Предложенный отрывок —
Этический максимализм у Достоевского получает исключительно яркое и сильное выражение. Весь бунт Ивана Карамазова против Бога определяется именно этическим максимализмом, не принимающим мира потому, что его «будущая гармония» имеет в основе страдания. Особенно страдания детей мотив, чрезвычайно волновавший Достоевского неприемлемы для морального сознания. Не под влиянием ли этих страстных речей Ив. Карамазова задумал Влад. Соловьев свое «Оправдание добра»? Во всяком случае, в Достоевском этический максимализм достигает наиболее глубокого и сильного своего выражения и входит уже дальше неустранимым элементом в этические построения последующих мыслителей.
Столь же острое, непревзойденно глубокое выражение находит у Достоевского и тема свободы, как последней сущности человека. То понимание свободы, которое с такой силой отвергает Великий Инквизитор, есть поистине самое высокое проникновение в тайну свободы, открывшуюся во Христе: никто в этом не стоит выше Достоевского. Но и всю проблематику свободы никто не раскрывает с такой силой, как Достоевский мы достаточно говорили об этом в предыдущем параграфе. Можно сказать, что никто ни до, ни после Достоевского не достигал такой глубины, как он, в анализе движений добра и зла, то есть в анализе моральной психологии человека. Вера в человека у Достоевского покоится не на сентиментальном воспевании человека, она, наоборот, торжествует именно при погружении в самые темные движения человеческой души.
Надо признать большим преувеличением то, что писал Гессен об этических взглядах Достоевского. Но верно то, что Достоевский отвергал не только этику рассудочности, но и этику автономизма, что он сознательно защищал этику мистическую . Прежде всего это означало для Достоевского, что моральные движения определяются не чувствами, не рассудком, не разумом, а прежде всего живым ощущением Бога,и где выпадает это ощущение, там неизбежен или не знающий пределов цинизм, ведущий к распаду души, или человекобожество. С другой стороны, Достоевский (и здесь он примыкал к учению славянофилов) очень глубоко чувствовал неправду самозамыкающегося индивидуализма («обособления», по его любимому выражению). Достоевскому принадлежит формула, что «все виноваты за всех», что все люди связаны таинственным единством, потенциально заключающим в себе возможность подлинного братства. Достоевский горячо принимал идеи Н. Ф. Федорова (см. о нем во II томе гл. V.) о духе «небратства» в современно-стидостаточно вспомнить его беспощадные слова в «Зимних заметках о летних впечатлениях». Вот эти слова: «Кто, кроме отвлеченного доктринера, мог бы принять комедию буржуазного единения, которую мы видим в Европе, за нормальную формулу человеческого единения на земле?» Да, идея подлинного братства была в основе раннего социализма у Достоевского, она продолжала жить всю его жизнь, и она определяла собой ту религиозную утопию, которой окрашено было мировоззрение Достоевского (утопию превращения государства, то есть всего земного порядка в церковь).

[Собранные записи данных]
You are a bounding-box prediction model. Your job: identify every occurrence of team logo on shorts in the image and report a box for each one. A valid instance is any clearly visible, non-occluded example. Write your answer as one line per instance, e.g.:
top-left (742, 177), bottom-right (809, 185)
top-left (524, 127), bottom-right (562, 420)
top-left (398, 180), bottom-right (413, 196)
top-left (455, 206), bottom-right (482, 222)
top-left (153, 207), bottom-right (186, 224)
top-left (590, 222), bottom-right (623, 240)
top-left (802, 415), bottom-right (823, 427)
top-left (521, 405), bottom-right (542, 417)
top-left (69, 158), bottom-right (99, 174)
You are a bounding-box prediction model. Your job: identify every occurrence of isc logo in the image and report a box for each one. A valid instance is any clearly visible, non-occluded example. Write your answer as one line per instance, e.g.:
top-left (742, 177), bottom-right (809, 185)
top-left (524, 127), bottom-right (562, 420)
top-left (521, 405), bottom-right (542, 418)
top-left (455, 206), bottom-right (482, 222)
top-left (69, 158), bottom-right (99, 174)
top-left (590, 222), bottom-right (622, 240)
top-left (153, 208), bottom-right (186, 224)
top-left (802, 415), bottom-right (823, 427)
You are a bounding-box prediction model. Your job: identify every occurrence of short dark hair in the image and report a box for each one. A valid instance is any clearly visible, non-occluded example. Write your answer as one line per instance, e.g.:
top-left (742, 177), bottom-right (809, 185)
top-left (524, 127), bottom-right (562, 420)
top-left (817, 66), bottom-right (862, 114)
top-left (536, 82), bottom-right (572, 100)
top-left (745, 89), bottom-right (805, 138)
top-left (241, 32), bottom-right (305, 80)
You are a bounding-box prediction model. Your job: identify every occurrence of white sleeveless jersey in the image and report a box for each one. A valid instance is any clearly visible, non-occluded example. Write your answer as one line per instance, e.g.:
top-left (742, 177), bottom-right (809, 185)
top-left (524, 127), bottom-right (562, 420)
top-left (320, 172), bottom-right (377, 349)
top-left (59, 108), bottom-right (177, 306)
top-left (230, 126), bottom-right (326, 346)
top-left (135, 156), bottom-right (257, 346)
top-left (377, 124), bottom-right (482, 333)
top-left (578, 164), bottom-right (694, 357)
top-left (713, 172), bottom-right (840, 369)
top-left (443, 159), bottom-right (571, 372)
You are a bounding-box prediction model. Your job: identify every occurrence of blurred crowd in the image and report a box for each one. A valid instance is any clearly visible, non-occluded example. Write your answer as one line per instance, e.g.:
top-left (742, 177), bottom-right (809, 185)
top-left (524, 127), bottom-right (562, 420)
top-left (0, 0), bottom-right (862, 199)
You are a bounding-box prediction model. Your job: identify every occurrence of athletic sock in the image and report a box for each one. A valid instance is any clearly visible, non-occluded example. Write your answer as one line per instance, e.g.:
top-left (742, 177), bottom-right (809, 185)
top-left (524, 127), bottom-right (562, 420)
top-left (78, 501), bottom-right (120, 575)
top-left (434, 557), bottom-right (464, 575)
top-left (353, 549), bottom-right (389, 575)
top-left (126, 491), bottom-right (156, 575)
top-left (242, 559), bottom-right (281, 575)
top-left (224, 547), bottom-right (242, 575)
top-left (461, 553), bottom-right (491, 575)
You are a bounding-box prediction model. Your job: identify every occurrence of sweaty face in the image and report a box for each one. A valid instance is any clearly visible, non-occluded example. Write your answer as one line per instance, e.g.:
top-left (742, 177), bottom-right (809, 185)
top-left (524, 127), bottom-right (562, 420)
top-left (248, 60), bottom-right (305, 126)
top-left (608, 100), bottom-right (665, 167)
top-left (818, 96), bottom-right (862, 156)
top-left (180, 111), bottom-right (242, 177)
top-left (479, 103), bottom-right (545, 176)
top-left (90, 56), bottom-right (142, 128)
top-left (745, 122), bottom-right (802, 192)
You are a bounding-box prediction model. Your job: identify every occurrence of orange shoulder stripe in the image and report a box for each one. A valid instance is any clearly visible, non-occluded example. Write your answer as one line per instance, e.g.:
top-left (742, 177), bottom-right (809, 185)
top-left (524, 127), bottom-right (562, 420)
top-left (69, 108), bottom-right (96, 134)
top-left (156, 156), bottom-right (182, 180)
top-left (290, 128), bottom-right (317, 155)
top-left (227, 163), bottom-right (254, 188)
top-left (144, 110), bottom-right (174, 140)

--

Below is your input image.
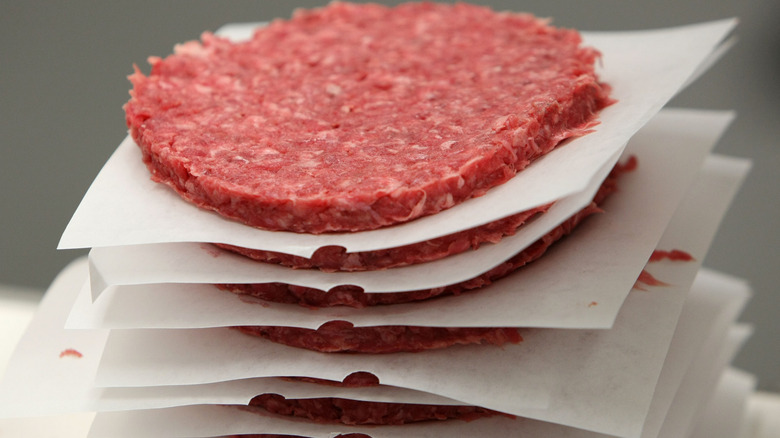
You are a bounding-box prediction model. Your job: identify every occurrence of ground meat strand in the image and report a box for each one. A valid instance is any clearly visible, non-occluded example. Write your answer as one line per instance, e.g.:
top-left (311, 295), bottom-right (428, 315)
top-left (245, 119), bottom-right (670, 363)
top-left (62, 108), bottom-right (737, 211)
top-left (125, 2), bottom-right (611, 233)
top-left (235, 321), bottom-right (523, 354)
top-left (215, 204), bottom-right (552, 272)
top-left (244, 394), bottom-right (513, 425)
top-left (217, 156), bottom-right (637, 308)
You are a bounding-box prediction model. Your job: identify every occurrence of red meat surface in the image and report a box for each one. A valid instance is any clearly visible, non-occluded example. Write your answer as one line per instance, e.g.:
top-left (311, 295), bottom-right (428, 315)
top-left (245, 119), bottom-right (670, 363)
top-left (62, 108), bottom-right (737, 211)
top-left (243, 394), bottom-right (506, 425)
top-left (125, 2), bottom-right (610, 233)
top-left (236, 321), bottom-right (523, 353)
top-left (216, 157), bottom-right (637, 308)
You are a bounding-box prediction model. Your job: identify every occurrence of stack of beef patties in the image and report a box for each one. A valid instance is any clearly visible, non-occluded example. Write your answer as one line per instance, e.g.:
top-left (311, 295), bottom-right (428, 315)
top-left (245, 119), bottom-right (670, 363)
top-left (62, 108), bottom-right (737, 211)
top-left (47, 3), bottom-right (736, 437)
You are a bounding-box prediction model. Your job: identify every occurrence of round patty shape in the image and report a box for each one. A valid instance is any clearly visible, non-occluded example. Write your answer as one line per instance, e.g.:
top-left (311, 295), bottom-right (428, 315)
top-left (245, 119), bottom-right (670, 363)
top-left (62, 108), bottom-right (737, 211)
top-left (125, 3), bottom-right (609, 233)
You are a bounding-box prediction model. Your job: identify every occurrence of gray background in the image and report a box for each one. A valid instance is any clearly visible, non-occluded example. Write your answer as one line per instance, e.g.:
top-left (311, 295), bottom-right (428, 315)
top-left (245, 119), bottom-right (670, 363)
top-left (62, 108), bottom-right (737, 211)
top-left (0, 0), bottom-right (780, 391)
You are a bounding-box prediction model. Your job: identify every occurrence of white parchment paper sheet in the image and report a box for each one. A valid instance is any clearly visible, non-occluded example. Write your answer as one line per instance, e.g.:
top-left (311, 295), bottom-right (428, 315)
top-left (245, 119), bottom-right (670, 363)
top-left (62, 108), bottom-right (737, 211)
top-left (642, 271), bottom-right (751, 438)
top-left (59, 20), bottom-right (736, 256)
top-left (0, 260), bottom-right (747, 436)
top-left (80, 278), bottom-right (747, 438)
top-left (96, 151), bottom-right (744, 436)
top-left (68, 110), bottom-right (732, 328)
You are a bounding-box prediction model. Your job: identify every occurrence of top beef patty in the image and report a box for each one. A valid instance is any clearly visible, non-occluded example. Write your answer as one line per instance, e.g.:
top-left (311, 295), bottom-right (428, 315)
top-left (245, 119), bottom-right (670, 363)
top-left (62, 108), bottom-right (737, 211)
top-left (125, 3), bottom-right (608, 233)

Задания —
1. Какую этику, согласно отрывку о Достоевском, он сознательно защищал?
2. Перепишите из отрывка о Достоевском фрагмент между словами «Столь же острое, непревзойденно» и «движения человеческой души.» включительно.

Ответы к заданиям —
1. Мистическую этику.

2.
Столь же острое, непревзойденно глубокое выражение находит у Достоевского и тема свободы, как последней сущности человека. То понимание свободы, которое с такой силой отвергает Великий Инквизитор, есть поистине самое высокое проникновение в тайну свободы, открывшуюся во Христе: никто в этом не стоит выше Достоевского. Но и всю проблематику свободы никто не раскрывает с такой силой, как Достоевский мы достаточно говорили об этом в предыдущем параграфе. Можно сказать, что никто ни до, ни после Достоевского не достигал такой глубины, как он, в анализе движений добра и зла, то есть в анализе моральной психологии человека. Вера в человека у Достоевского покоится не на сентиментальном воспевании человека, она, наоборот, торжествует именно при погружении в самые темные движения человеческой души.